Work instructions
Return every line in the rows below that contains the word "dark", treating uppercase and lowercase as different.

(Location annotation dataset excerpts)
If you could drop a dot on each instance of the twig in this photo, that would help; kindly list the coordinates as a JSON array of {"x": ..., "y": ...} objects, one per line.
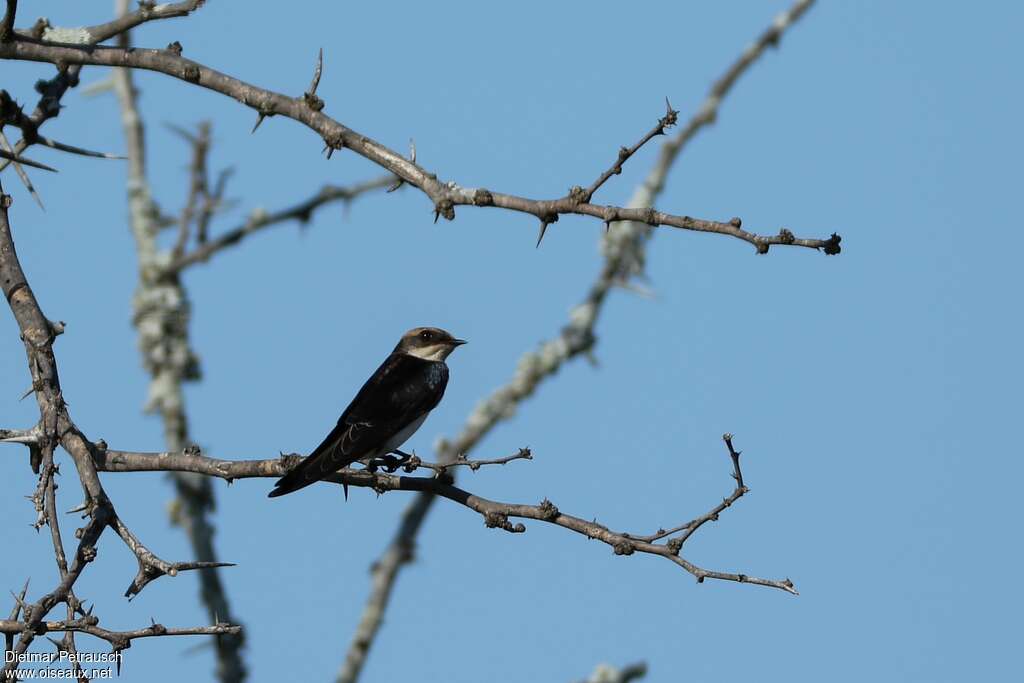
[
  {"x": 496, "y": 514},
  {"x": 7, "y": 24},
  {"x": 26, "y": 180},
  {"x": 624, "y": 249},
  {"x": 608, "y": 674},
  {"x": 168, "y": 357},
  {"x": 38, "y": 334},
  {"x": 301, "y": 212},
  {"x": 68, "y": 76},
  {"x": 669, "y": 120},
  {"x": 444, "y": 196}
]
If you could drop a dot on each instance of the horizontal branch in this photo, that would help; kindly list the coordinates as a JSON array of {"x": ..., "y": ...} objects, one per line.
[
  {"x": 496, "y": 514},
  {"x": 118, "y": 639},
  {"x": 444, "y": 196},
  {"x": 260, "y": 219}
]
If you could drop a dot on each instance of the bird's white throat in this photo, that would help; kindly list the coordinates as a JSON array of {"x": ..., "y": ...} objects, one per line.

* * *

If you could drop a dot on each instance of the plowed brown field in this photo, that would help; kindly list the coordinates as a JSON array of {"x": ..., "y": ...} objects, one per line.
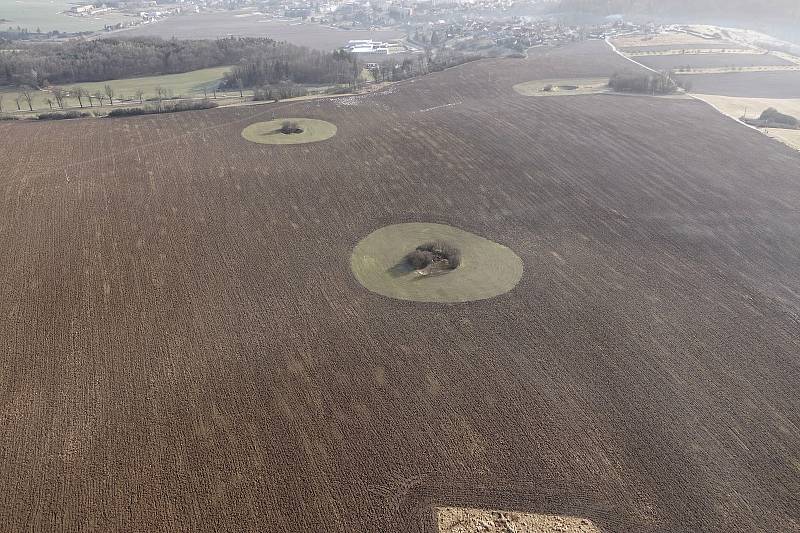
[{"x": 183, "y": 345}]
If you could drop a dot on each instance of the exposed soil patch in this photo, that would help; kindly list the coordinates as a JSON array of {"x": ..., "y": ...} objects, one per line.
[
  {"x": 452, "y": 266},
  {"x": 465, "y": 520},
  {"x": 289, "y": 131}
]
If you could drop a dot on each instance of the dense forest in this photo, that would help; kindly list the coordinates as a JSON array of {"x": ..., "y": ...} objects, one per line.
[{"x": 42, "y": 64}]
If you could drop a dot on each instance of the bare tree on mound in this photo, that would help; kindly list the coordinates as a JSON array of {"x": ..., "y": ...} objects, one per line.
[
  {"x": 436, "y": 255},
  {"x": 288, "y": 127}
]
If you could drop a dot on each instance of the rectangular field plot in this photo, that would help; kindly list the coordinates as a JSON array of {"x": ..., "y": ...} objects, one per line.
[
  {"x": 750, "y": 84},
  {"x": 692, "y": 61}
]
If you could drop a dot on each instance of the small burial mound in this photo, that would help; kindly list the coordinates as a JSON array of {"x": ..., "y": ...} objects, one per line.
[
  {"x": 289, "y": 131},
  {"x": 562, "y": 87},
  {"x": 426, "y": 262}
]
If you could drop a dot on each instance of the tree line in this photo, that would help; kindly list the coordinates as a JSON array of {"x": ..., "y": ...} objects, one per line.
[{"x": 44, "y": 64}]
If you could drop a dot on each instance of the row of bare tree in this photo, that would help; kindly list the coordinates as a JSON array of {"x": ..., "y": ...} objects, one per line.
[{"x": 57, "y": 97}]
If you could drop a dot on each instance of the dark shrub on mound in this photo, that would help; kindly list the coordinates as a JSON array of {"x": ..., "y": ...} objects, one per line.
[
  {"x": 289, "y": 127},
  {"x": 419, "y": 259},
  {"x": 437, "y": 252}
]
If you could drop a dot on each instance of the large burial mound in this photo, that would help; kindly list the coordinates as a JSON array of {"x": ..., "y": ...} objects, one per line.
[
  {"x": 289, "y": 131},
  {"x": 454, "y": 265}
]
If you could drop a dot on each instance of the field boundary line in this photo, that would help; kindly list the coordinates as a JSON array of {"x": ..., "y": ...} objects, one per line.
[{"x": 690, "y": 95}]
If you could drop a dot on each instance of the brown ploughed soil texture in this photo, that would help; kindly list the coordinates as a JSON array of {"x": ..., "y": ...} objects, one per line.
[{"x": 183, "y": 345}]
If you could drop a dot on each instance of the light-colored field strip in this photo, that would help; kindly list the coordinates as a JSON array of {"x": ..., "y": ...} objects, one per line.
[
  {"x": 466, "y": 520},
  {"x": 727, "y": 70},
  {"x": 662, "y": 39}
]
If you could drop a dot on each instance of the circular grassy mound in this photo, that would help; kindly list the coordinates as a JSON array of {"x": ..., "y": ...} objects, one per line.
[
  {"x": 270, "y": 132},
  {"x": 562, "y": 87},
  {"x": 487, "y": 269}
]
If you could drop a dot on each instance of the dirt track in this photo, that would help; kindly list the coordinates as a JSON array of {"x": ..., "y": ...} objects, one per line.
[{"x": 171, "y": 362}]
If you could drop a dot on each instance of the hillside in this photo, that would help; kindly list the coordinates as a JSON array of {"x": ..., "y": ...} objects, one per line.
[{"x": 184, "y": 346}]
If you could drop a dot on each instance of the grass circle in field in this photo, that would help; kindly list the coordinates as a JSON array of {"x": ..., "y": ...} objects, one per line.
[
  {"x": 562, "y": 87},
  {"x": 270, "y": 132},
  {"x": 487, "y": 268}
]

...

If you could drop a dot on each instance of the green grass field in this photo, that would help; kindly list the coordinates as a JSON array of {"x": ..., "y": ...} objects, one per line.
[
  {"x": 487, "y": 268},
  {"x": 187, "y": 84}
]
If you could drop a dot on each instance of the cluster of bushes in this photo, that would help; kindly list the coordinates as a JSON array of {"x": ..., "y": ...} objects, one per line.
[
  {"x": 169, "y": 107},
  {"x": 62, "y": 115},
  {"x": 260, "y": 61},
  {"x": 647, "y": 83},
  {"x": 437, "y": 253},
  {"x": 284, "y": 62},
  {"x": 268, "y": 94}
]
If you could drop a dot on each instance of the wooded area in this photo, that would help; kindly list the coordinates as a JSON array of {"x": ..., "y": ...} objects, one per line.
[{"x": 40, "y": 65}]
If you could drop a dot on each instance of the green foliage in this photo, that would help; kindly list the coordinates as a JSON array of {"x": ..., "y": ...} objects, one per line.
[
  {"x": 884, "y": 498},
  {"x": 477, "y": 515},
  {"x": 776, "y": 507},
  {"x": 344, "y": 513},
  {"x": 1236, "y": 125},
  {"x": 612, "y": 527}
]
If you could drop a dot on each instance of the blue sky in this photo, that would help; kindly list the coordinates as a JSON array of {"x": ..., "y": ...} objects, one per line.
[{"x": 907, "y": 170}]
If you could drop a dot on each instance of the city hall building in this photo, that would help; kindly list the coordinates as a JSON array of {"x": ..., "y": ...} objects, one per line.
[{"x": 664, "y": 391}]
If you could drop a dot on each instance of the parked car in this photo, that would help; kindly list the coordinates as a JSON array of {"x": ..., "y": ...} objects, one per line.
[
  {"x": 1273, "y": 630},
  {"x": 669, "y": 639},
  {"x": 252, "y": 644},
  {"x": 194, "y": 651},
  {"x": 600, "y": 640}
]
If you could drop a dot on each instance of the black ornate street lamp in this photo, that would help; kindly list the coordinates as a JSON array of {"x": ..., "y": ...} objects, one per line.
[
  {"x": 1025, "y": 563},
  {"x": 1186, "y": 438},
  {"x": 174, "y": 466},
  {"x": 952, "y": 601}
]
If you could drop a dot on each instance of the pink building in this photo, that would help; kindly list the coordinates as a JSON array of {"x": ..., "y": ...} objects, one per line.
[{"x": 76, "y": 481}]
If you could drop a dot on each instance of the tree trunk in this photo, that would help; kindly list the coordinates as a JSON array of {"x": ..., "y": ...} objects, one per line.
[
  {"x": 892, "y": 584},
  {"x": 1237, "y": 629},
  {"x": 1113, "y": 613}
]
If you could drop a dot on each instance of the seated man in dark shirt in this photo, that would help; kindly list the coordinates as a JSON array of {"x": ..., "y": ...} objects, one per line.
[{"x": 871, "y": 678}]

Task answer
If you could drop a dot on each instance of the dark shrub on mound in this photo, that would help; kindly list the coordinates as a JSON array of {"x": ..., "y": ...} objects, one per line.
If you could drop a dot on each instance of the seated man in dark shirt in this photo, that would help; kindly list the coordinates as a JSON array of {"x": ..., "y": ...} objects, one per line.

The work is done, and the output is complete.